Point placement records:
- - - - - - -

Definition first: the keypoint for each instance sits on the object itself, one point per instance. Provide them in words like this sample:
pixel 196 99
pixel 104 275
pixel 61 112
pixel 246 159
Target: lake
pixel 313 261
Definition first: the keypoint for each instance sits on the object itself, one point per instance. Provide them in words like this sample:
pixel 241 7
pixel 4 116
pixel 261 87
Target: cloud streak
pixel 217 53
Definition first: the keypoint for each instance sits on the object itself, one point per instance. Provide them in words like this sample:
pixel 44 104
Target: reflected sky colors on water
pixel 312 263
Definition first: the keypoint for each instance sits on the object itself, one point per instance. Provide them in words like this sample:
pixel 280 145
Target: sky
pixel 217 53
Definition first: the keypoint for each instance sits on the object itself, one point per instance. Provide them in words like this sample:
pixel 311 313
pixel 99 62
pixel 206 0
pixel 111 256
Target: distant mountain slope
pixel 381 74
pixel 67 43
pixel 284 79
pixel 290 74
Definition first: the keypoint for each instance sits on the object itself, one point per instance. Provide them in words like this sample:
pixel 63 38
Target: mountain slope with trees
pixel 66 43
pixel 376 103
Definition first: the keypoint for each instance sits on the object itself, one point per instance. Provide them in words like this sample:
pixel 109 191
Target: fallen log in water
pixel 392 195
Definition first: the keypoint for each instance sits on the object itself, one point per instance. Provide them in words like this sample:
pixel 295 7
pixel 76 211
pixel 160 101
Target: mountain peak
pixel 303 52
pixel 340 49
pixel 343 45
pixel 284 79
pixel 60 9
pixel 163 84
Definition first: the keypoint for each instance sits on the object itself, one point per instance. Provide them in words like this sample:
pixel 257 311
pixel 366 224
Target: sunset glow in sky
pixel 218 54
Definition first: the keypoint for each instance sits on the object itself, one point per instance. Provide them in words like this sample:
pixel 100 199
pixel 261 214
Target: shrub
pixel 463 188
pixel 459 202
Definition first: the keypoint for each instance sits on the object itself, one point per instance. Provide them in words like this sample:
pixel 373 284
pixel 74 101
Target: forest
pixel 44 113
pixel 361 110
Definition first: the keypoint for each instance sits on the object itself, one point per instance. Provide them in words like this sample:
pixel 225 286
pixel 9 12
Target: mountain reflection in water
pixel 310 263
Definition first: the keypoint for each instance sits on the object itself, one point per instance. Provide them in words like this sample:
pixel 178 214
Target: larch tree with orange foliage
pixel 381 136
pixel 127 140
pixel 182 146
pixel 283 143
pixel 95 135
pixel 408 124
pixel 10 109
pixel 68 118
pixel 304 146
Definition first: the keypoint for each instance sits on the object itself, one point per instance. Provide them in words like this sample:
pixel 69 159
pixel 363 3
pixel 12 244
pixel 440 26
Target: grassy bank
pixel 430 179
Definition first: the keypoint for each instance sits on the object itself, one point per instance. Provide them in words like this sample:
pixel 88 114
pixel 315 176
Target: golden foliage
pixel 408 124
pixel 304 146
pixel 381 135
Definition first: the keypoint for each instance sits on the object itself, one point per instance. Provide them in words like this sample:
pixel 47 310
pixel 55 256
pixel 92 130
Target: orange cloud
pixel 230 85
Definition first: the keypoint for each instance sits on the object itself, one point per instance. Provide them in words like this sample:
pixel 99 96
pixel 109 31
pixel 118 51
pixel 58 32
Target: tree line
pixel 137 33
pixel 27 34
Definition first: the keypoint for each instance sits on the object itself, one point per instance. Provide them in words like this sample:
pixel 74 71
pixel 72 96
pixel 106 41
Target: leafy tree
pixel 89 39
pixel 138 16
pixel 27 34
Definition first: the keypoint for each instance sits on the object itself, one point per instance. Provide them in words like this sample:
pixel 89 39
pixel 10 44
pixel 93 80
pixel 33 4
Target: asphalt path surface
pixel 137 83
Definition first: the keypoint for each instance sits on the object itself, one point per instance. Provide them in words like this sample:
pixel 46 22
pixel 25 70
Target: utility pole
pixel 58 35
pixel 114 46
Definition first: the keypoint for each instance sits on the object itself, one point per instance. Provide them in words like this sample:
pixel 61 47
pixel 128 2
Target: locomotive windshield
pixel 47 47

- - - - - - -

DIRECTIVE
Write out these lines again, word for word and in the same order, from the first to the last.

FINISHED ANSWER
Definition first: the keypoint for each instance sits on the object itself, one point per instance. Provide them in words like this sample:
pixel 196 99
pixel 104 275
pixel 61 112
pixel 246 159
Target: lake
pixel 313 261
Definition first: the keypoint for each instance sits on the object itself, one point per instance. Provide them in words like this sample:
pixel 241 7
pixel 4 116
pixel 261 87
Target: cloud streak
pixel 217 53
Definition first: the keypoint for each instance sits on the object itself, one point per instance. Provide them in words like this sample:
pixel 44 104
Target: reflected sky colors on water
pixel 312 263
Definition first: the keypoint for each instance sits on the object itself, one point per instance. Provide them in words like this sample:
pixel 280 145
Target: sky
pixel 217 53
Definition first: the keypoint for each instance sits on the object itself, one point per instance. Provide them in words like this sample:
pixel 311 313
pixel 99 62
pixel 206 0
pixel 111 256
Target: distant mountain slope
pixel 381 74
pixel 67 43
pixel 284 79
pixel 290 74
Definition first: the keypoint for each instance sits on the object itself, one point per instance. Provide them in words like this sample:
pixel 63 38
Target: mountain slope with trees
pixel 66 43
pixel 376 103
Definition first: the keypoint for each instance sits on the object itself, one point per instance. Provide them in words like this sample:
pixel 109 191
Target: fallen log in water
pixel 392 195
Definition first: the keypoint for each instance sits on the object itself, one point per instance. Provide them in words like this sample:
pixel 295 7
pixel 76 211
pixel 160 101
Target: mountain peak
pixel 303 52
pixel 340 49
pixel 343 45
pixel 284 79
pixel 60 9
pixel 163 84
Definition first: the keypoint for each instance sits on the object itself, one point per instance. Provide them in words like this sample:
pixel 257 311
pixel 366 224
Target: sunset glow in sky
pixel 218 54
Definition first: the keypoint for each instance sits on the object itself, one point per instance. Provide them in words like this sample:
pixel 100 199
pixel 261 214
Target: shrub
pixel 463 188
pixel 459 202
Definition first: the keypoint for each instance sits on the object itself, one point per instance. Provide them in words like this sample:
pixel 373 284
pixel 74 101
Target: forest
pixel 44 113
pixel 361 110
Definition first: the keypoint for each instance sits on the object itself, one point per instance. Provide them in words like this sample:
pixel 225 286
pixel 9 12
Target: mountain reflection in water
pixel 310 263
Definition first: the keypoint for each instance sits on the object itself, one point per instance. Provide them in words like this sample:
pixel 178 214
Target: larch tree with orange foliage
pixel 381 136
pixel 127 140
pixel 182 146
pixel 283 143
pixel 95 135
pixel 408 124
pixel 10 109
pixel 68 118
pixel 304 146
Definition first: the keypoint for each instance sits on the object itself, one point per instance. Provide them in words like this sample:
pixel 69 159
pixel 363 3
pixel 12 244
pixel 440 26
Target: grassy bank
pixel 430 179
Definition first: the keypoint for each instance sits on the object itself, one point per instance. Provide them in words like this sample:
pixel 88 114
pixel 315 176
Target: golden foliage
pixel 408 124
pixel 304 146
pixel 381 135
Definition first: the keypoint for each instance sits on the object itself, one point per instance. Provide them in words like this sample:
pixel 47 310
pixel 55 256
pixel 92 130
Target: orange cloud
pixel 230 85
Definition first: the keypoint for each instance sits on the object itself, one point per instance. Provide them in words like this sample:
pixel 99 96
pixel 109 31
pixel 118 51
pixel 58 32
Target: tree line
pixel 137 33
pixel 27 34
Definition first: the keypoint for each instance sits on the object itself, one point per instance. Provide them in words like this sample:
pixel 74 71
pixel 72 96
pixel 106 41
Target: leafy tree
pixel 89 39
pixel 138 16
pixel 27 34
Definition first: the keypoint for each instance sits on the object itself, one point per instance. Provide them in words like this sample:
pixel 89 39
pixel 10 44
pixel 93 80
pixel 33 4
Target: asphalt path surface
pixel 137 83
Definition first: the keypoint for each instance sits on the object itself, one point per instance. Provide them in words like this sample:
pixel 46 22
pixel 25 70
Target: utility pole
pixel 58 35
pixel 114 46
Definition first: the keypoint for each instance sits on the object itself, one point per instance. Provide them in words like this sample:
pixel 61 47
pixel 128 2
Target: locomotive windshield
pixel 47 47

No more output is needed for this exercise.